Excerpt provided:
[Start of section]
What are GMOs?

When talking about biotechnology and GMOs, there are a lot of terms thrown around loosely and incorrectly. According to the Biotechnology Institute the definition of biotechnology varies.

...a simple definition is the use of living organisms by humans. One example of biotechnology is cloning. We have been cloning plants for centuries. Each time a leaf is excised from a violet plant and placed in soil to grow a new plant, cloning has occurred. Today, we are not only doing the physical manipulation at the visual level but also on the molecular level. In modern or molecular biotechnology, we physically select the desired characteristic at the molecular level and add it to the organism's genetic makeup.
 

An example of how scientists are using biotechnology on a molecular level is through genetic engineering. Genetic engineering, or genetic modification, is considered an area of biotechnology that induces cell alterations in organisms including microorganisms, plants, animals and humans through more direct means than traditional breeding practices. Genetic modification involves the insertion or deletion of genes through direct human manipulation of an organism's genetic material. Some argue that evolution in plants and animals alone should be considered genetic modification to some degree. In today’s society, however, most people use the term genetic modification as a technology based on the artificial manipulation and transfer of genetic material from one organism to another to create a genetically modified organism, or GMO. In most cases, the term genetic modification is used synonymously with the term transgenics.

Transgenic science includes an organism whose genome has been changed by the addition of a gene from another species. When most people refer to GMOs they are most likely referring to transgenic organisms.


Genetic modification, however, can also take place via nontransgenic procedures. This means genes from another species are not introduced into an organisms’ genome, but the genome is still modified. Simply turning one gene off in a plant’s genome (like the gene that makes a bruise on an apple turn brown) would be considered nontransgenic modification. No foreign genes were added to the genome, but a gene was silenced.
[End of section]
Provided records:
[Start of section]
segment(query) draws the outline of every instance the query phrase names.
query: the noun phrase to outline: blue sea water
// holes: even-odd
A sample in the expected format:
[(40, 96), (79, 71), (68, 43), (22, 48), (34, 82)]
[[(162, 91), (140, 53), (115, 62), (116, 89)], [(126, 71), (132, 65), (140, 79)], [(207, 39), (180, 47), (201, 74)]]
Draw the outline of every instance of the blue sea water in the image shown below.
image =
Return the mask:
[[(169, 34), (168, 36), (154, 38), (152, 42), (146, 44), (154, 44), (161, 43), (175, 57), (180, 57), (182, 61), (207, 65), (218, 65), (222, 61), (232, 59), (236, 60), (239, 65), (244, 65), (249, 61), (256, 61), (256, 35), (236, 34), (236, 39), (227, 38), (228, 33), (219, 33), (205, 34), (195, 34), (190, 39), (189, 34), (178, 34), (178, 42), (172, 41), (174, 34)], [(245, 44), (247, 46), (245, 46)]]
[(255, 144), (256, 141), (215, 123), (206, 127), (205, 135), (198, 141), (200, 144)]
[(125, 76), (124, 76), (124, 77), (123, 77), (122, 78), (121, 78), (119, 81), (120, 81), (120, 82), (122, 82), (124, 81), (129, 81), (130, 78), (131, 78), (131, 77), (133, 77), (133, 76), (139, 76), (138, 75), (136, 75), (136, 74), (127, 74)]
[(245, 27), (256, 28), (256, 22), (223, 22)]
[End of section]
Work task A:
Decide whether each statement agrees with the text on GMOs: (i) the text presents plant cloning as a recent practice; (ii) according to the text, genetic modification can occur without introducing genes from another species; (iii) the text states that genetic modification is usually used as a synonym for transgenics. Answer yes or no for each and quote the words from the text that settle it.
Work task B:
List every kind of organism that the text on GMOs says genetic engineering can alter.
Work task C:
Write a continuation of the text on GMOs, starting after its final sentence.

Task output A:
(i) No: "We have been cloning plants for centuries."
(ii) Yes: "Genetic modification, however, can also take place via nontransgenic procedures."
(iii) Yes: "In most cases, the term genetic modification is used synonymously with the term transgenics."

Task output B:
microorganisms, plants, animals, humans

Task output C:
Many industries use biotechnology including agriculture and modern medicine. Biotechnology has created more than 200 new therapies and vaccines, including products to treat cancer, diabetes, HIV/ AIDS and autoimmune disorders. Biotechnology also allows today’s farmers to produce high quality, safe and healthy food in a much more sustainable way that is affordable for American families. Less pesticides are utilized in foods such as Hawaii’s papaya. The first “Rainbow” papayas–genetically modified to withstand the deadly ringspot virus—are now on sale. This resistance to disease will enable papaya farmers to use less chemicals on their crops. This is also the first GM food Japan has approved for commercial release.

Biotechnology is not only a science that can allow for better stewardship on our farms, but it also provides safe and healthy food for our tables. Genetically modified crops bred through both transgenic and nontransgenic means endure thorough and rigorous testing that takes years to gain federal approval before they enter the marketplace. The biotech industry is regulated by the U.S. Food and Drug Administration (FDA), the Environmental Protection Agency (EPA) and the Department of Agriculture (USDA).